• Or more accurately, crowd skirting.

    I haven’t been a huge fan of crowds the past year. I get nervous, antsy. A need to break away, get fresh air.

    It’s been more noticeable of late. Jason & Paige’s wedding reception, and then Uncle Roy’s funeral.

    It’s not me being anti-social, it’s becoming overwhelmed with the number of people. And while I’d like to go out and enjoy World Pride, I hesitate because of the sheer number of people. This thing that makes me proud in my city also has me hiding behind a computer screen instead.

    Something’s gotta give.

  • I’ve been listening to talk radio when I get up in the morning. Couldn’t tell you why. I could just as easily get my news from the 24 hour news channels.

    The usual talking heads, the same take on current events.

    Ugh, my nose won’t stop running. Allergies are a killer this year.

    Last night I had a beer. This is only significant because I went to the beer store and brought some home. I don’t think I’ve had beer in this place since I moved in. My previous roommate however, was a collector. When he finally moved out and he recycled the cans, I swear he could’ve made back $10 in empties (at 5 cents a can; you do the math).

    Eh, I’m pushing for something to write this morning. It’s too early.

  • So very tired tonight. Frustrating day at work, got the best of me.

    I felt it building, but had no stop gap. No release valve to slowly let out the pressure.

    Days like this beat on me pretty hard.  Sometimes I can find an out.

    Today I couldn’t.

    But I survived it.

    And I remind myself that tomorrow’s a new day. A day of second chances.

    Right?

  • I had a very dark moment earlier tonight. So ridiculously hellish that I nearly laughed. But the seriousness behind this… joke.

    Not at all good.

    Let’s not have that happen again, please.

  • I don’t feel like myself today.

    I don’t feel anything.

  • I heard the news today, oh boy.

    My Uncle Roy passed earlier in the day. He’d taken a hard fall a couple of weeks ago and had been in hospital since. It scrambled his memories; he had difficulty remembering his family, if at all. He’d broken a hip. For a bit it looked like he was recovering. I ran into my cousin downtown on Thursday and I’d asked about him. She said he was back in ICU.

    I’m very numb right now. My mom’s side of the family hasn’t been exactly close. We see each other mainly and weddings and. Well. Yeah.

········

ASSIGNMENT » Which people do the journal entries name?

········

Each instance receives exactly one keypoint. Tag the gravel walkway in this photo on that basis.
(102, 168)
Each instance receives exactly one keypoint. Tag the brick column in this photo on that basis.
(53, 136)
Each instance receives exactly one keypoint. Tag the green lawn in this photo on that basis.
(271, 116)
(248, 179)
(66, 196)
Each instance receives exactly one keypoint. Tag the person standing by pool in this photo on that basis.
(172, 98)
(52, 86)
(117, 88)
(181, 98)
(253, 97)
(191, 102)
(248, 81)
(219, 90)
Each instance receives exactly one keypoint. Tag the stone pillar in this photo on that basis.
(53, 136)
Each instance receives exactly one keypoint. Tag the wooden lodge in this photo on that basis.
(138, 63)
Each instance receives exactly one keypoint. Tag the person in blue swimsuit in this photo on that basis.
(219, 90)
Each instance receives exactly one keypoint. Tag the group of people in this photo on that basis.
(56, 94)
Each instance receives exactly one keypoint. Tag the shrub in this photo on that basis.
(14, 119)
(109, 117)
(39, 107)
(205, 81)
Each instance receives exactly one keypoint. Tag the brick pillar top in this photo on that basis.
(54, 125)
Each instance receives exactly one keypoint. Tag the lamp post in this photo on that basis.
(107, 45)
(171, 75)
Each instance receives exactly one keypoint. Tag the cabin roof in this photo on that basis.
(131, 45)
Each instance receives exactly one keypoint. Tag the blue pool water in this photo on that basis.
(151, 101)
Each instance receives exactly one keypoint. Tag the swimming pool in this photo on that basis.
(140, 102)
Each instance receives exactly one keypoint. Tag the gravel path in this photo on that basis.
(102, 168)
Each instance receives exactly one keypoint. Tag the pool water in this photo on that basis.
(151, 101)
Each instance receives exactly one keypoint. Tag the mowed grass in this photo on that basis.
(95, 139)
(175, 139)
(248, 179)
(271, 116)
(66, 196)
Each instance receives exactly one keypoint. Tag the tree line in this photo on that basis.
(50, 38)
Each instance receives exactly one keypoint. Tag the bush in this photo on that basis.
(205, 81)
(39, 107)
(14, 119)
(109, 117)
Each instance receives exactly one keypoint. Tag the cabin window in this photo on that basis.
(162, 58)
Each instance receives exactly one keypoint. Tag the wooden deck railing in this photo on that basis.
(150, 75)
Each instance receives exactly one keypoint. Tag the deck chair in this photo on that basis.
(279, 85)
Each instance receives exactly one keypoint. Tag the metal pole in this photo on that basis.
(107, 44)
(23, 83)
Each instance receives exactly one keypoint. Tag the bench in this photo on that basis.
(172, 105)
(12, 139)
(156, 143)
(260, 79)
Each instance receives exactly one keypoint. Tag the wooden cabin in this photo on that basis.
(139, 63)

········

FINAL ANSWER » Jason, Paige, and Uncle Roy.